→ Description of the task
When you transcribe the lines below, keep every word the same and leave the pictures behind.
Record set Block Start
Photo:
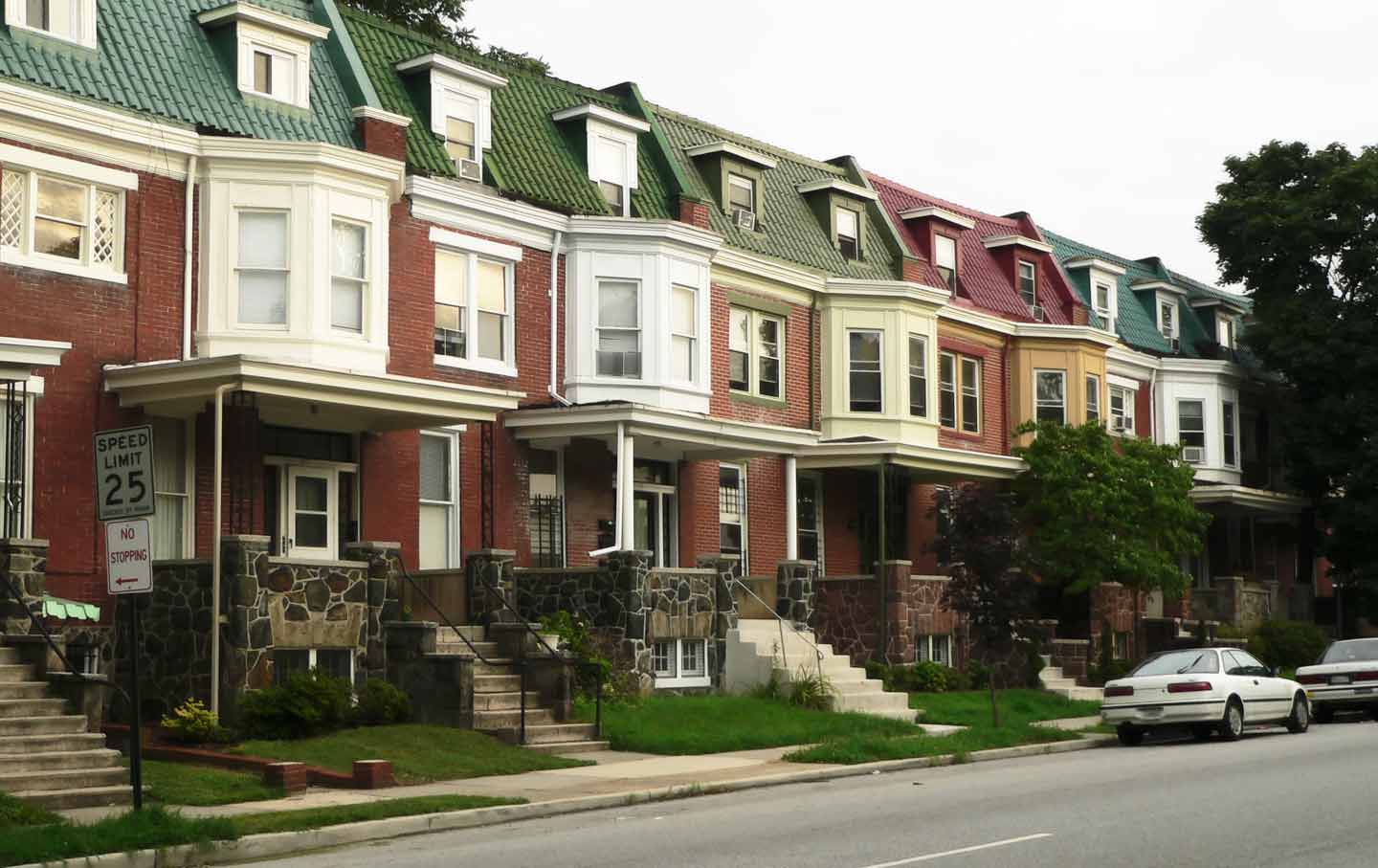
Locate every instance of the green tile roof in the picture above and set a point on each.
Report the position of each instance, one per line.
(1136, 322)
(153, 58)
(532, 157)
(789, 226)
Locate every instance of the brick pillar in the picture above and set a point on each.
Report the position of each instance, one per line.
(491, 568)
(385, 594)
(24, 564)
(794, 591)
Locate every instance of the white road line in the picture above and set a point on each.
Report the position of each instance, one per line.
(959, 852)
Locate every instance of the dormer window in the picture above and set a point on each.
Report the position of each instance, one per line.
(72, 21)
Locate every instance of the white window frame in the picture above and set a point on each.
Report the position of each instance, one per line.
(672, 674)
(24, 167)
(17, 15)
(453, 551)
(879, 369)
(475, 250)
(1060, 373)
(757, 350)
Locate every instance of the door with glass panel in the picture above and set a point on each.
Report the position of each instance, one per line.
(310, 499)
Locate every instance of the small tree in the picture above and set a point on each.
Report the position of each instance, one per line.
(982, 541)
(1102, 508)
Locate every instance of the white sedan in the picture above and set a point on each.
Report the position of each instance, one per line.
(1206, 689)
(1345, 679)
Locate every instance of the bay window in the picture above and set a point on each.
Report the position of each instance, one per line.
(864, 370)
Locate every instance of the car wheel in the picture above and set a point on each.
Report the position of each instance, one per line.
(1300, 720)
(1130, 736)
(1233, 723)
Record set Block End
→ Task solution
Photo:
Locate every instance of the green tile roof in the picture above and set a point on each.
Report the position of each instance, one per line.
(1136, 322)
(153, 58)
(532, 157)
(789, 226)
Locate every instance of the brick pillar in the picture above and set a point on each.
Report the position of each instance, one per line.
(491, 568)
(385, 594)
(24, 564)
(794, 591)
Locate every instance of the white road line in the picture above and set a point on each.
Report the position of each instance, one per line.
(959, 852)
Locate every instance of the dormer window in the picture above and set a point on each.
Report the position of each instance, one per line.
(72, 21)
Locate every instance of the white window frame in the picture above and set a point on each.
Report the position of each instance, one per line.
(672, 674)
(24, 167)
(17, 15)
(453, 551)
(879, 369)
(475, 250)
(1060, 373)
(757, 350)
Locate every instance of the door with glass panel in the picture above and set a point on each.
Report the position of each instance, one per line.
(310, 499)
Locate every instance of the small tree in the picture above and set a point on each.
Report the position of each instance, one per line.
(982, 541)
(1102, 508)
Locate every instance of the white sedan in the picture above and set a point on each.
Report the position of each instance, one per line.
(1206, 689)
(1345, 679)
Locate every instance of the bay window in the picture above and set a point on each.
Report the position of each instance, one per line.
(864, 370)
Locate every instance of the car wheel in the picture above and set a point on each.
Report the position of each instance, one per line.
(1300, 720)
(1130, 736)
(1233, 723)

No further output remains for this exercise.